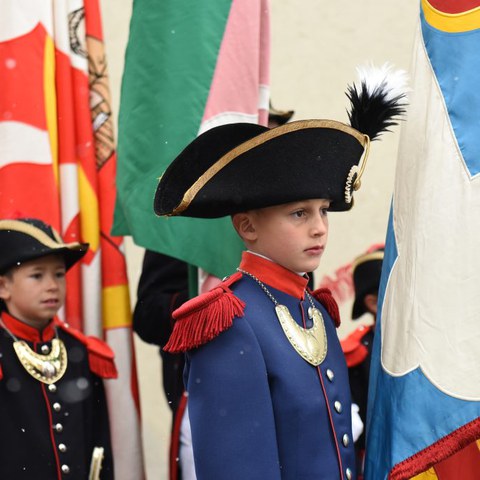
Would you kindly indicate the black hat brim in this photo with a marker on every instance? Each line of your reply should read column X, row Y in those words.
column 239, row 167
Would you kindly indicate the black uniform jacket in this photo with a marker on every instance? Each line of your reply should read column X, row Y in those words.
column 50, row 431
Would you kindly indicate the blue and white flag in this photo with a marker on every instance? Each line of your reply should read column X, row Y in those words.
column 424, row 402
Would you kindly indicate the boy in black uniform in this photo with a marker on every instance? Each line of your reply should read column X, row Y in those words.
column 53, row 410
column 357, row 347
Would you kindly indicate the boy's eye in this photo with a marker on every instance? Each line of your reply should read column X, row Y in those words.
column 299, row 213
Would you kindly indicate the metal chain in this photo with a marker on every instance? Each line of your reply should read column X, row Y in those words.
column 267, row 291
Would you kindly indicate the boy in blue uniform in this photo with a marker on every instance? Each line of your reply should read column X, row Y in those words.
column 53, row 410
column 265, row 373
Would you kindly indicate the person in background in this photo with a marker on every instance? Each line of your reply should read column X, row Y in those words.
column 53, row 410
column 357, row 346
column 162, row 288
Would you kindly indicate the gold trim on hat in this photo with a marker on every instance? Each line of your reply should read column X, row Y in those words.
column 191, row 193
column 38, row 234
column 377, row 255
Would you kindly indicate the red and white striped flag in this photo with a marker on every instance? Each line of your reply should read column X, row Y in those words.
column 57, row 163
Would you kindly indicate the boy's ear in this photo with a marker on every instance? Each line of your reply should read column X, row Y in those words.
column 244, row 226
column 371, row 302
column 4, row 291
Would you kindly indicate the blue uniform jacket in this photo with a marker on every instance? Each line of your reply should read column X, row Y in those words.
column 257, row 409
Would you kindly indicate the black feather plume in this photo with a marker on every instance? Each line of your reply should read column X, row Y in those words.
column 379, row 102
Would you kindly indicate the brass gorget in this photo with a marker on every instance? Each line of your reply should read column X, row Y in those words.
column 309, row 343
column 45, row 368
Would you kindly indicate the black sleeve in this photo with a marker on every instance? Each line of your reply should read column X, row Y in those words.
column 162, row 288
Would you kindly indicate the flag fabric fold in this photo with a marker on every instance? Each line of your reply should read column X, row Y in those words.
column 189, row 66
column 57, row 163
column 424, row 401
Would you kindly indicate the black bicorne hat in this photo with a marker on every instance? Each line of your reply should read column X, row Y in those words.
column 25, row 239
column 367, row 269
column 238, row 167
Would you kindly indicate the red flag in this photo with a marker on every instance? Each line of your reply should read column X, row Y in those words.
column 57, row 163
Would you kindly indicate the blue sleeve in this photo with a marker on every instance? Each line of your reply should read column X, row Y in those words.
column 230, row 409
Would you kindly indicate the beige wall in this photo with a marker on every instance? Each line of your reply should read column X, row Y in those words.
column 316, row 45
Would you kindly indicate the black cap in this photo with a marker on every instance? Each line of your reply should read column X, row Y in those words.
column 242, row 166
column 25, row 239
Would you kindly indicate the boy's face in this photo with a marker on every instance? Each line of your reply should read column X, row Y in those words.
column 35, row 290
column 293, row 235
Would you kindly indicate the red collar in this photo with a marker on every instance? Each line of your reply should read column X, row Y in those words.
column 274, row 275
column 26, row 332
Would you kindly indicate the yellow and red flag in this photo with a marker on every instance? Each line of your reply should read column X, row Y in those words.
column 57, row 163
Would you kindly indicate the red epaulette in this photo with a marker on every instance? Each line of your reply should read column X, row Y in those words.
column 325, row 297
column 204, row 317
column 101, row 358
column 354, row 350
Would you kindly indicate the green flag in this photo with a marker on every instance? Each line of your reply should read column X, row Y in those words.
column 190, row 65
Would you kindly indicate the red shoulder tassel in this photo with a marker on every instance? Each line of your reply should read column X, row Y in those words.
column 325, row 297
column 204, row 317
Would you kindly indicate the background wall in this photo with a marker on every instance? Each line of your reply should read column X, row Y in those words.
column 316, row 45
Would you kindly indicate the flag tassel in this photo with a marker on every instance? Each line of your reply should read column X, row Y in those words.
column 325, row 297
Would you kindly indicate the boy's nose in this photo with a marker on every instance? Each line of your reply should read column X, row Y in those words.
column 319, row 227
column 52, row 283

◇ ◇ ◇ ◇ ◇ ◇ ◇

● Assignment
Please repeat the records above exactly, leaving every picture out.

● Solution below
Would you kindly indicate the black hat brim in this photo with a marker on every instance? Each line of your reply should read column X, row Y in those words.
column 239, row 167
Would you kindly indicate the black uniform jacket in this photo with a marker on every instance? Each line of your reply should read column X, row Y in those words.
column 50, row 431
Would you kindly indicate the blue and white flag in this photo with a marker on every instance? Each line of your reply should read column X, row Y in those words.
column 424, row 402
Would you kindly indicate the boy in black uniform in this photo with a marker on every instance? Each line of your reply should read column X, row Y in those words.
column 53, row 410
column 357, row 347
Would you kindly indicate the boy's eye in this photo with a marker on every instance? Each line of your reply should read column X, row Y in those words.
column 299, row 213
Would you kindly indicate the metal chain in this photo with a marker on every instance? Each line of your reply should read column X, row Y in those words.
column 267, row 291
Would you kindly indicate the boy in blue uniform in this photo with a marker on every instance? Each line of your reply should read column X, row Y in those words.
column 53, row 410
column 265, row 373
Would you kindly indicate the person in background in this photo with a marker on every instance? Each line of your reply should read column X, row Y in those words.
column 53, row 410
column 357, row 346
column 162, row 288
Would you kindly indicate the gold trim on hat in this photo with a marker on every instance? Each line of your reply should read column X, row Y in those words.
column 191, row 193
column 38, row 234
column 377, row 255
Would you kindly indicate the red and white striped flag in this photo with a marker on every instance? Each line of your reply should read column X, row Y in those words.
column 57, row 163
Would you kindly indicate the boy's ear in this photo with a marker on every instance? Each line of your reply should read column X, row Y in those words.
column 244, row 226
column 371, row 302
column 4, row 291
Would you kindly indicate the blue uniform jacket in this photo with a marker on every instance? Each line of your reply should read column X, row Y in those words.
column 257, row 409
Would you kindly indicate the black feather plume in this photo with a marker on every instance? Each line of your reply should read column X, row Y in those words.
column 379, row 102
Would you kindly indicate the brass gorget in this photo with a marker on every instance? Each line of your reply should read column X, row Y in those words.
column 309, row 343
column 45, row 368
Would you kindly indicate the black sleeve in this photo with a marker on every instance? Each line of your reply should read column X, row Y in those words.
column 162, row 288
Would you kindly indicate the flag fabric fold in this photo with a marker on every instance? Each line of your reply should read column X, row Y in those words.
column 189, row 66
column 57, row 163
column 424, row 401
Would you kindly indicate the black bicorne hat in this photo with a marker on every instance? Each line of your reply should read column X, row Y in those words.
column 25, row 239
column 367, row 269
column 238, row 167
Would you kindly indicate the red flag in this photo with a marker on every instance? Each line of your reply should read column X, row Y in those words.
column 57, row 163
Would you kindly indicate the blue sleeve in this photo with a marker on every instance? Each line of your reply should read column X, row Y in those words.
column 230, row 409
Would you kindly indicate the beige wall in this photo with a marker on every instance? Each line of your reply should read column X, row Y in those words.
column 316, row 45
Would you kindly indicate the black cap in this photo with a marker on every instance? Each line of your reply should read column X, row Y in those words.
column 242, row 166
column 25, row 239
Would you kindly indicate the boy's face in this photo with a marker on every instance? Each line of your reply should read column X, row Y in those words.
column 35, row 290
column 293, row 235
Would you kindly indicate the red collar in this photo with a marker on every instance? Each line of your reply should read column X, row Y in those words.
column 274, row 275
column 26, row 332
Would you kindly indicate the yellow and red flag in this photo with a marker on every instance? Each line of your reply should read column X, row Y in those words.
column 57, row 163
Would you kindly indicate the red epaulette in this photo with a marker on every instance? Each line of your reply should read column X, row Y in those words.
column 325, row 297
column 204, row 317
column 101, row 358
column 354, row 350
Would you kindly indicate the green flag in this photo with a marker on every instance? Each line of your reply should read column X, row Y in those words.
column 190, row 65
Would you kindly indicate the red shoulder tassel in this photo with a marker on every instance? Each line of your reply should read column X, row Y in those words.
column 325, row 297
column 204, row 317
Would you kindly indicate the background wall in this photo with a marker on every instance? Each line of your reply should read column X, row Y in those words.
column 316, row 45
Would you kindly indicate the flag tassel in this photo with a marker on every instance? Each line of your reply should read column X, row Y in those words.
column 325, row 297
Would you kindly indicate the boy's nose in this photo with a marker on every instance? Each line of your reply should read column X, row Y in those words.
column 319, row 227
column 52, row 283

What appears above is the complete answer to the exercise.